━━━━━ Text block ━━━━━
This is a contributed post by Oracle mainline Linux kernel developer, Liu Bo, who recently presented at the 2014 China Linux Storage and File System (CLSF) Workshop. This event was held on October 21st in Beijing.
Xue Jiufei from Huawei showed us their work on OCFS2 of the last year,
including bug fixes like "Packet loss when reconnect" and a few features
like "Range lock based on DLM" and "Self-heal when fault recover".
She also mentioned that Huawei already plans to use OCFS2 inproduction.
Highlights of "range lock based on DLM", -- it's a Red-Black internal
locking tree and write has higher priority but read range and write range
can merge together, and it does delayed unlock which is expected to improve
Yu Chao from Samsung introduced F2FS update. F2FS is designed to be a
flash friendly filesystem and it can overcome some problems of old flash fs,
for example, snowball effect of wandering tree.
The most important is F2FS is much faster than other flash
filesystems, perhaps that's why it's merged into mainline so fast.
He talked about some details of F2FS including disk layout and core data
structure, and his work mainly focuses on bug fixes.
I held this slot and talked about updates in the last year, such as
"NO-HOLE", async metadata reclaim and the infamous bugs.
And several people were very interested in how the bug was nailed down
when I said that it's related to workqueue and is very difficult to reproduce.
There is an engineer from Fujitsu who worked a lot on workqueue, and he
thought that the bug also should be a workqueue bug, and we had a discussion on the
details behind the bug, and after he figured it out he said he would talk to
Memblaze is a company which focuses on flash storage. One of their
engineers shared with us their product, AFA (All Flash Array).
He mainly talked about the trend of current SSD-oriented file system,
and they're using NVDIMM on AFA, but there are some challenges of using it on Linux,
because Linux has heavy block layer and scalability problem, the bottleneck is Linux's IO
latencies, context switch cost and interrupt issue because flash is very fast so
there are plenty of interrupts sent to Linux.
Peng Tao from Primarydata talked about NFS update in the last year, he
covered new features of NFSv42 and talked about pNFS's Flex file layout and
nfsd's per-bucket spinlock.
Huawei's Hu Jianyang held this UBIFS (Unsorted Block Image filesystem) slot. He talked about UBIFS's infrastruture and the difference with other UBI
upper layer, it acts similar to FTL, for example, it can read/write/erase. It can also do map/unmap.
━━━━━
Exercises to complete:
(1) On what date was the event described in the workshop report held?
(2) Reproduce the workshop report between "He talked about some" and "(All Flash Array).", inclusive, swapping "discussion" for "conversation".
The lines after the workshop report come from a separate source.
━━━━━ Data segment ━━━━━
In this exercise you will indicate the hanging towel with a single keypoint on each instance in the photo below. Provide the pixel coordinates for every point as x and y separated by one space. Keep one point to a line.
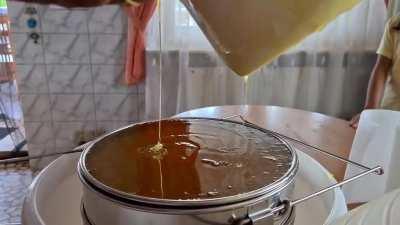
━━━━━
Correct answers:
(1) October 21st

(2)
He talked about some details of F2FS including disk layout and core data
structure, and his work mainly focuses on bug fixes.
I held this slot and talked about updates in the last year, such as
"NO-HOLE", async metadata reclaim and the infamous bugs.
And several people were very interested in how the bug was nailed down
when I said that it's related to workqueue and is very difficult to reproduce.
There is an engineer from Fujitsu who worked a lot on workqueue, and he
thought that the bug also should be a workqueue bug, and we had a conversation on the
details behind the bug, and after he figured it out he said he would talk to
Memblaze is a company which focuses on flash storage. One of their
engineers shared with us their product, AFA (All Flash Array).